PROBLEM DETAILS:
Reproduce the data below in full. Nothing should differ from the original.

== Segment start ==

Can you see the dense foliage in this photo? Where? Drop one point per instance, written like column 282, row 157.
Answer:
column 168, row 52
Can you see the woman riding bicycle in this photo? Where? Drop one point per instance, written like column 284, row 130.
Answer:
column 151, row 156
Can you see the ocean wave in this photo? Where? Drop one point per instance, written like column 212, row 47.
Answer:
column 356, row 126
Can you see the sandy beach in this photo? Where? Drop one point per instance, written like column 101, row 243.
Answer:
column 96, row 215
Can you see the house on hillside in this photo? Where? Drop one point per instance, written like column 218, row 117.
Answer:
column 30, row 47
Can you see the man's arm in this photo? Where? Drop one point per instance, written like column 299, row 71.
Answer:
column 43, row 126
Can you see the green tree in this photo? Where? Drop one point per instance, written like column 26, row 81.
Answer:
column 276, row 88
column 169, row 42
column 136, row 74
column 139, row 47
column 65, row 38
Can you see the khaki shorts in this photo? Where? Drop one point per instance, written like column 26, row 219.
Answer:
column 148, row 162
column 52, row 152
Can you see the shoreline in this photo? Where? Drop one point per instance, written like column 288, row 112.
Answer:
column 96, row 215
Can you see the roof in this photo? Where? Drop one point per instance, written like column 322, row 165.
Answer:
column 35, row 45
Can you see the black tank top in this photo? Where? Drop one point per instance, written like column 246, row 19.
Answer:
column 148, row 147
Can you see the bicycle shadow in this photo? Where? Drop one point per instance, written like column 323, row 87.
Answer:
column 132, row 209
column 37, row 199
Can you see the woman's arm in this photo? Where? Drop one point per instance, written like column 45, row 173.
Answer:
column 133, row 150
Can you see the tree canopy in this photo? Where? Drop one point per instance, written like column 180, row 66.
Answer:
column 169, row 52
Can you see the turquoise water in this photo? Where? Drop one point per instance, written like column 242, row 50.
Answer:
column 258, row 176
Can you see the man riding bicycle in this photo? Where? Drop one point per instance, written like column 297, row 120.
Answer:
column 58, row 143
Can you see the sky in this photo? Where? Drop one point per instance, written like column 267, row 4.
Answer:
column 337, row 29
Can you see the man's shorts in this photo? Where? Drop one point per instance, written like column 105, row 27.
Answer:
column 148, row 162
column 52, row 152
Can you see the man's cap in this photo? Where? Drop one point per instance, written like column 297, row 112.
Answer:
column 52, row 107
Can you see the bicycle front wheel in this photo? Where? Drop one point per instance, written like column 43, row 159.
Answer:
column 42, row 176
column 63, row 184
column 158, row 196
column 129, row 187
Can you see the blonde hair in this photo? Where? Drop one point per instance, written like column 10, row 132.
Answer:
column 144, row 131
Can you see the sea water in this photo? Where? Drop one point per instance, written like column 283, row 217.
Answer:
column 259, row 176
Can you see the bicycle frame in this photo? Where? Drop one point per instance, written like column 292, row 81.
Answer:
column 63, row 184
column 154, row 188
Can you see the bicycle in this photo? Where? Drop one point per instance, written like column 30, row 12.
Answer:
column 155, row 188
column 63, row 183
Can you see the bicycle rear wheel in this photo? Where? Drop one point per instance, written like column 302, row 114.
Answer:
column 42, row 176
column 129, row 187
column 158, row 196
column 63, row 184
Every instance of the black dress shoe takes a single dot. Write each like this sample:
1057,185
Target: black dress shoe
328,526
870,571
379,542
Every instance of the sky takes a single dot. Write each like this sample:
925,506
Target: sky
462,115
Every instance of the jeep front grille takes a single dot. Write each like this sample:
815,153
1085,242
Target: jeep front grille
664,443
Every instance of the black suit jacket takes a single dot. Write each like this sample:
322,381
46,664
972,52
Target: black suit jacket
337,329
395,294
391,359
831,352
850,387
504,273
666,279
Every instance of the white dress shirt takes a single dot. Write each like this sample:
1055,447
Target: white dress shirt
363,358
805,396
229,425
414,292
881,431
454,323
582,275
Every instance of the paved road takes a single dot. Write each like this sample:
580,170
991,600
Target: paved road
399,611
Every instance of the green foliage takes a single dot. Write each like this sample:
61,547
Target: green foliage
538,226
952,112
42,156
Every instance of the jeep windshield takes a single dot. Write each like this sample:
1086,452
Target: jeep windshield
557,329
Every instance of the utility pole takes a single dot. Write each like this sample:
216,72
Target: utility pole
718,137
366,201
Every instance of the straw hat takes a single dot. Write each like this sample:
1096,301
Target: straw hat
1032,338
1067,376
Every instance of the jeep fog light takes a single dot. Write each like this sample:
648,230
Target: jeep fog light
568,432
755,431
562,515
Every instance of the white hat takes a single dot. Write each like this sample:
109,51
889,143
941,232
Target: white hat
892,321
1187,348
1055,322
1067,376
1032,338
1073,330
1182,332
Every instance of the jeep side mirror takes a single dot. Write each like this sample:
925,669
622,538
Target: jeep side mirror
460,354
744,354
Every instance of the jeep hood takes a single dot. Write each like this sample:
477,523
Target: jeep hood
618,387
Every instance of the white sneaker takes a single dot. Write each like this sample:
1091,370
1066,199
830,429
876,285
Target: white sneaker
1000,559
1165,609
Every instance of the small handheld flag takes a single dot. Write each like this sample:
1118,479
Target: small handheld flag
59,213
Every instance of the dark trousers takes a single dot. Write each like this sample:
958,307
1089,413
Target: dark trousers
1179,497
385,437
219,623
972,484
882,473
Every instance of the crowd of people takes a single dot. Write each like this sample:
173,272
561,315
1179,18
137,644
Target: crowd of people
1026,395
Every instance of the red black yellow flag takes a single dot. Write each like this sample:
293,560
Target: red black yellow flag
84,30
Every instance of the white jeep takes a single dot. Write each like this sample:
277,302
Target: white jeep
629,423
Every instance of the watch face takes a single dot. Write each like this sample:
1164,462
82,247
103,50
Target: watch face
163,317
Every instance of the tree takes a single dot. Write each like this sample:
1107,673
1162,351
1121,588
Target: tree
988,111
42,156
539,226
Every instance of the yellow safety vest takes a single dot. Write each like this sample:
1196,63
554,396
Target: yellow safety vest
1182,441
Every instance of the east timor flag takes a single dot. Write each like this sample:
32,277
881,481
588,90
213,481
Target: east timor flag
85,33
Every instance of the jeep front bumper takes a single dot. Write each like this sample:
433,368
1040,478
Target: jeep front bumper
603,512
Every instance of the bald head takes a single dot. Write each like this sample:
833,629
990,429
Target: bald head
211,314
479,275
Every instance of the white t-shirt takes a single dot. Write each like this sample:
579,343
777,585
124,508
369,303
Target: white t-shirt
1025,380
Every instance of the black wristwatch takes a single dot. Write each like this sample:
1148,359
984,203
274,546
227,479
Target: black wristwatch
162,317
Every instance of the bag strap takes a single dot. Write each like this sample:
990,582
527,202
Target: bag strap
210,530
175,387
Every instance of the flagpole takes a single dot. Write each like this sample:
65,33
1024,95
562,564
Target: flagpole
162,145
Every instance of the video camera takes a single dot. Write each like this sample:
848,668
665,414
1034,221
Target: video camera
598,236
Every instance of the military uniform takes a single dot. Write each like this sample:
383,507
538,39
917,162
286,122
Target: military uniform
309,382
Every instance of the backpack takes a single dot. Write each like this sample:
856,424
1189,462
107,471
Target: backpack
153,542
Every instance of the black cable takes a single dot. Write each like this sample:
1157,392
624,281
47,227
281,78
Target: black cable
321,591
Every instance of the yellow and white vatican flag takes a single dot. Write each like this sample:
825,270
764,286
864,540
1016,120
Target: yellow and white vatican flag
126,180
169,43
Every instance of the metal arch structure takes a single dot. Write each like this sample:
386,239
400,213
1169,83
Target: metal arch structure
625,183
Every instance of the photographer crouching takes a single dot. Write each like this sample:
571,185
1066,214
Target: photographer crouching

== Segment end ==

RESULT OF THE EXERCISE:
Can you see the dense foliage in this photo? Where? Drop one point per instance, written like column 282, row 157.
Answer:
column 168, row 52
Can you see the woman riding bicycle in this photo? Where? Drop one point per instance, written like column 284, row 130.
Answer:
column 151, row 156
Can you see the ocean wave in this photo? Where? Drop one point per instance, written like column 212, row 47.
Answer:
column 356, row 126
Can you see the sandy beach in this photo? Where? Drop one point per instance, written like column 101, row 243.
Answer:
column 96, row 215
Can you see the house on hillside in this photo? Where? Drop one point per instance, written like column 218, row 117.
Answer:
column 30, row 47
Can you see the man's arm in this photo? Where? Drop one point per instance, written like column 299, row 71.
Answer:
column 43, row 126
Can you see the green tree in this photo? Where? Drop one point per instance, written like column 26, row 81.
Answer:
column 276, row 88
column 169, row 42
column 136, row 74
column 139, row 47
column 65, row 38
Can you see the khaki shorts in this photo? Where? Drop one point per instance, written like column 26, row 219.
Answer:
column 148, row 162
column 52, row 152
Can you see the shoreline in this photo? Where? Drop one point per instance, written like column 288, row 112.
Answer:
column 96, row 215
Can you see the roof in this photo? Where? Drop one point per instance, written like column 322, row 165.
Answer:
column 35, row 45
Can you see the black tank top in this photo? Where? Drop one point per instance, written like column 246, row 19.
Answer:
column 148, row 147
Can you see the bicycle shadow in this photo? Where? Drop one point per instance, written like column 323, row 87.
Answer:
column 132, row 209
column 37, row 199
Can you see the woman's arm in this photo? Where? Drop one point per instance, written like column 45, row 173.
Answer:
column 133, row 150
Can you see the tree canopy in this photo? Where? Drop one point per instance, written like column 180, row 66.
Answer:
column 169, row 52
Can you see the turquoise water in this photo? Where? Drop one point per instance, written like column 242, row 50.
Answer:
column 258, row 176
Can you see the man riding bicycle in this photo? Where? Drop one point per instance, written like column 297, row 120.
Answer:
column 58, row 143
Can you see the sky in this photo? Where? Drop one point per instance, written like column 267, row 4.
Answer:
column 337, row 29
Can you see the man's shorts in this photo? Where? Drop one point per instance, written like column 105, row 27.
Answer:
column 148, row 162
column 52, row 152
Can you see the man's cap in this photo? Where? Drop one point per instance, written like column 297, row 112.
Answer:
column 52, row 107
Can you see the bicycle front wheel in this photo? Where? Drop one point per instance, written like column 43, row 159.
Answer:
column 42, row 176
column 63, row 184
column 158, row 196
column 129, row 187
Can you see the blonde hair in this photo? Where? Drop one point per instance, written like column 10, row 132.
Answer:
column 144, row 131
Can you see the sea water in this photo? Where? Drop one point per instance, written like column 283, row 217.
Answer:
column 259, row 176
Can you see the bicycle frame in this photo? Where? Drop one point per instance, written like column 292, row 81.
Answer:
column 63, row 184
column 154, row 188
Can you see the bicycle in this photo? Where? Drop one point per instance, written like column 30, row 12.
Answer:
column 155, row 188
column 63, row 183
Can you see the bicycle rear wheel in this photo? Where? Drop one point per instance, written like column 302, row 114.
Answer:
column 42, row 176
column 129, row 187
column 158, row 196
column 63, row 184
Every instance of the black dress shoe takes a single dot. Write each like this sample:
1057,185
Target: black dress shoe
328,526
870,571
379,542
Every instance of the sky takes a single dot. Write each like this sample:
925,506
Target: sky
462,115
Every instance of the jeep front grille takes a single dot. Write each like this sample:
815,153
1085,242
Target: jeep front grille
664,443
Every instance of the black suit jacket takes a single dot. Write each like this sample:
322,381
46,664
972,52
Target: black suit jacket
337,329
395,294
391,359
831,352
850,387
504,273
666,279
Every instance of the white dress shirt takes a single dot. Write each like this sample:
1055,447
Target: white dress shirt
363,358
805,396
229,425
414,292
881,431
454,323
582,275
Every instance of the paved road takes a single dot. Write each like this sample:
580,170
991,600
Target: paved road
399,611
Every instance of the green foliage takes a single dot. Write each like this sample:
61,547
Target: green foliage
538,226
952,112
42,156
Every instance of the jeep windshield takes a single dot. Write each like this sample:
1086,452
Target: jeep windshield
557,329
Every instance of the utility pole takes a single dot. Write each like this sample:
216,72
Target: utility pole
718,137
366,201
Every instance of the straw hat takes a single dot. Write each like this sample:
1096,301
Target: straw hat
1032,338
1067,376
Every instance of the jeep fog light takes a single dot. Write each like this sample:
648,230
Target: jeep fog light
568,432
755,431
562,515
Every instance of the white hat takes a single dot. Write each like this sample:
109,51
889,143
941,232
Target: white hat
892,321
1187,348
1055,322
1067,376
1032,338
1073,330
1182,332
Every instance of the jeep side mirror takes a single dot. Write each like this sample:
925,669
622,538
Target: jeep side mirror
460,354
744,354
Every instance of the jeep hood takes a single dot. Write each like this sample:
477,523
Target: jeep hood
618,387
Every instance of the white sneaker takes a single dot. Write each like this sample:
1091,370
1066,199
830,429
876,285
Target: white sneaker
1000,559
1165,609
Every instance of the small handheld flag takes a single dot. Write each like this sample:
1118,479
Target: small handheld flag
59,213
Every instance of the dark trousers takes a single dot. Write each like this sample:
958,307
1089,413
Target: dark trousers
1179,497
385,437
219,623
972,484
882,473
Every instance of the crowd of people takes a single dot. Write each like this sample:
173,272
561,315
1179,18
137,644
Target: crowd of people
1026,395
Every instance of the red black yellow flag takes a single dot. Write each like this sample:
293,560
Target: red black yellow flag
84,30
Every instance of the white jeep takes a single dot. Write each like this sample:
277,302
Target: white jeep
629,423
Every instance of the watch face takes a single dot. Write each like this sample:
1164,462
82,247
103,50
Target: watch face
163,317
Every instance of the tree takes a single dot. Write each like this sample:
1107,673
1162,351
1121,588
Target: tree
988,111
42,156
539,226
Every instance of the yellow safety vest takes a single dot. Write each like this sample:
1196,63
554,396
Target: yellow safety vest
1182,441
Every instance of the east timor flag takes a single dot. Write each like this sample:
32,277
881,481
588,90
213,481
Target: east timor flag
85,33
Every instance of the jeep front bumper takes a single dot. Write each like this sample:
433,368
1040,478
Target: jeep front bumper
603,512
Every instance of the bald head takes a single dot. Write each like this sample:
833,629
990,429
Target: bald head
211,314
479,275
Every instance of the white t-shirt takes a single dot. Write each like this sample:
579,343
777,585
124,508
369,303
Target: white t-shirt
1025,380
Every instance of the black wristwatch takes a single dot. Write each like this sample:
1148,359
984,203
274,546
227,479
Target: black wristwatch
162,317
Every instance of the bag strap takes a single dot. Write each like this sample:
990,582
527,202
Target: bag strap
210,530
175,387
Every instance of the flagpole takes a single dot. Write each like this sample:
65,33
1024,95
562,564
Target: flagpole
162,145
Every instance of the video camera takes a single dot. Write each like this sample:
848,668
665,414
1034,221
Target: video camera
598,236
Every instance of the military uniform takes a single dot. Write each like this sample:
383,507
538,39
917,162
286,122
Target: military uniform
309,382
Every instance of the backpack takes a single dot. Write each like this sample:
856,424
1189,462
107,471
Target: backpack
153,542
Every instance of the black cable takes a single dot. Write each like this sample:
1157,392
624,281
47,227
281,78
Target: black cable
321,591
Every instance of the yellow and white vatican flag takes a single dot. Write each like this sample:
825,270
764,286
864,540
1016,120
Target: yellow and white vatican flag
126,180
169,43
Every instance of the metal arch structure takes a single dot. Write each like this sample:
386,239
400,213
1169,83
Target: metal arch structure
625,183
Every instance of the photographer crouching takes a single dot. Write each like this sample:
571,185
1066,214
Target: photographer crouching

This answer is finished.